◆ **Records provided**
%%

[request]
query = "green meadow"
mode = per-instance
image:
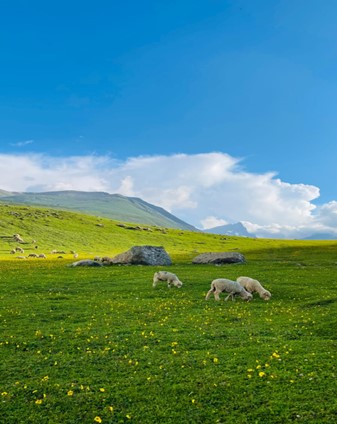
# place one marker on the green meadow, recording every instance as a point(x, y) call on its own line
point(101, 345)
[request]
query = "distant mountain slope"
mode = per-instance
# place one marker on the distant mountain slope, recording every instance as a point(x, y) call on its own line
point(237, 229)
point(113, 206)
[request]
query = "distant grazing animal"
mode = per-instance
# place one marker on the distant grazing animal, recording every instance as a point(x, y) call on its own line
point(172, 279)
point(85, 262)
point(252, 286)
point(232, 287)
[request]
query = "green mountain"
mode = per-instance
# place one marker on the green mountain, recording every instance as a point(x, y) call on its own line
point(113, 206)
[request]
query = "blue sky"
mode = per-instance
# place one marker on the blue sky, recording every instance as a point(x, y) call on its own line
point(248, 85)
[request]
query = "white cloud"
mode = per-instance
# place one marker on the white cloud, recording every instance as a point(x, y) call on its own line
point(202, 189)
point(23, 143)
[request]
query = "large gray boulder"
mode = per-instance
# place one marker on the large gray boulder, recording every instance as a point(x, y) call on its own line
point(85, 262)
point(143, 255)
point(218, 258)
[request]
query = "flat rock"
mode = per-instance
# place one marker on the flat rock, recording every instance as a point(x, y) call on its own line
point(143, 255)
point(219, 258)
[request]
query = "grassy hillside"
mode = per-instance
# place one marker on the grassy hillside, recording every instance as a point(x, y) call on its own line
point(44, 230)
point(101, 345)
point(113, 206)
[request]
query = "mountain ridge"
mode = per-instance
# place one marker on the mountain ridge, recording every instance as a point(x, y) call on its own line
point(100, 203)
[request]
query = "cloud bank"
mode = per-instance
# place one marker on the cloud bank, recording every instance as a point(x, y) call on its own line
point(205, 190)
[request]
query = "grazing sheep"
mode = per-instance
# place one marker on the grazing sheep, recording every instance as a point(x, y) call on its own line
point(172, 279)
point(232, 287)
point(252, 286)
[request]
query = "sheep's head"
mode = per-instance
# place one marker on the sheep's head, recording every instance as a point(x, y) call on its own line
point(246, 295)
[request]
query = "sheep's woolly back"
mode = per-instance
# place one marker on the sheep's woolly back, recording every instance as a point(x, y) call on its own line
point(220, 285)
point(252, 285)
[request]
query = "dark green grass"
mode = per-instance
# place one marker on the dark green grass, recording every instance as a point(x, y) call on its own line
point(79, 345)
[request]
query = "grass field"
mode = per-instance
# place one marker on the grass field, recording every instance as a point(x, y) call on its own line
point(86, 345)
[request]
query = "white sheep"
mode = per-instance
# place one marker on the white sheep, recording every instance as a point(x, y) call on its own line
point(252, 286)
point(232, 287)
point(172, 279)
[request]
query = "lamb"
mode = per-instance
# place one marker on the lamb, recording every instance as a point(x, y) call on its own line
point(232, 287)
point(172, 279)
point(252, 286)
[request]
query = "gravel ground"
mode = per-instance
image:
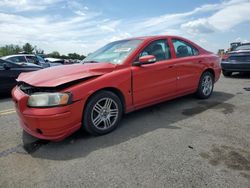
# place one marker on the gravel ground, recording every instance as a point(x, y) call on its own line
point(181, 143)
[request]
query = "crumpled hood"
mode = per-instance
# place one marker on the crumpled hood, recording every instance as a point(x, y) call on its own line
point(55, 76)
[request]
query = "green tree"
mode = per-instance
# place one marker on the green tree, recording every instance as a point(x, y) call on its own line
point(10, 49)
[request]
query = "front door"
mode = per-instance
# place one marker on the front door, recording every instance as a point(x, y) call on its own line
point(156, 81)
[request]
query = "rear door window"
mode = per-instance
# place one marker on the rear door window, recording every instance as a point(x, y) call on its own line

%%

◆ **Exercise**
Return every line shown above without changing a word, and skip the pictures.

◆ **Answer**
[request]
query = "green meadow"
mode = per-instance
image:
# place one marker on the green meadow, recording every instance as a point(x, y) call on its own line
point(101, 345)
[request]
query = "distant mountain slope"
mode = per-instance
# place one marker on the distant mountain slope, recording every instance as a point(x, y) call on its own line
point(237, 229)
point(113, 206)
[request]
query = "distant grazing animal"
mode = per-instance
# place one marker on the distant grazing animal, recording every instance as a point(x, y) call on its own line
point(172, 279)
point(85, 262)
point(252, 286)
point(232, 287)
[request]
query = "green mountain"
mode = per-instance
# place one marker on the green mountain, recording every instance as a point(x, y) call on its own line
point(113, 206)
[request]
query = "blue sky"
mode = per-instance
# place one marker on the blue sky, recording every instance as a point(x, y) call on its own line
point(248, 85)
[request]
query = "white cloud"
mode = per-instance
# place one marker on the white cloud, recording every instance as a point(x, y) call on its own line
point(202, 189)
point(23, 143)
[request]
query = "large gray boulder"
mode = per-instance
# place one marker on the large gray boulder, recording every instance as a point(x, y) call on its own line
point(85, 262)
point(143, 255)
point(218, 258)
[request]
query = "flat rock"
mode = per-instance
# place one marker on the flat rock, recording every instance as a point(x, y) call on its own line
point(143, 255)
point(219, 258)
[request]
query = "grassy hillside"
mode = per-instance
# place one marker on the grassy hillside, recording every instance as a point(x, y) call on its own line
point(44, 230)
point(101, 345)
point(113, 206)
[request]
query = "mountain ridge"
mode = per-instance
# place one marker on the mountain ridge, recording every instance as a point(x, y) call on its own line
point(100, 203)
[request]
query = "cloud bank"
mode = per-instance
# place one marker on the cloud bank, recording every instance as a point(x, y) call on its own line
point(205, 190)
[request]
query = "grazing sheep"
mode = per-instance
# place one marker on the grazing sheep, recording every instance as a point(x, y) call on its own line
point(172, 279)
point(232, 287)
point(252, 286)
[request]
query = "sheep's head"
mode = per-instance
# place one marker on the sheep's head, recording every instance as a point(x, y) call on its own line
point(246, 295)
[request]
query = "sheep's woolly back"
mode = per-instance
# place one marker on the sheep's woolly back, recording every instance as a point(x, y) call on its own line
point(220, 285)
point(252, 285)
[request]
query = "dark green grass"
mode = per-instance
# place one marker on the dark green grass, recording every instance as a point(x, y) call on its own line
point(79, 345)
[request]
query = "grass field"
mode = per-instance
# place one marker on the grass field, recording every instance as a point(x, y) call on its own line
point(86, 345)
[request]
query = "white sheep"
mode = per-instance
# place one marker on the white sheep, recording every instance as a point(x, y) call on its own line
point(252, 286)
point(232, 287)
point(172, 279)
[request]
query = "lamb"
mode = per-instance
# place one marker on the lamb, recording every instance as a point(x, y) call on its own line
point(232, 287)
point(172, 279)
point(252, 286)
[request]
query = "gravel ground"
mode = per-instance
image:
# place one marker on the gravel ground, recording every instance as a point(x, y) call on its own line
point(181, 143)
[request]
query = "crumpled hood"
mode = per-instance
# place one marker on the crumpled hood, recording every instance as a point(x, y) call on its own line
point(55, 76)
[request]
query = "green tree"
mode = per-instance
# place one marker on the green tree, recording every instance as a point(x, y) call on its own line
point(10, 49)
[request]
query = "front door"
mode = per-instance
# place one marker on the front door, recording every instance as a point(x, y) call on its own line
point(156, 81)
[request]
query = "rear door window"
mode = per-instance
# place one marker on the rear door window, recording every instance as a point(x, y) call on its own line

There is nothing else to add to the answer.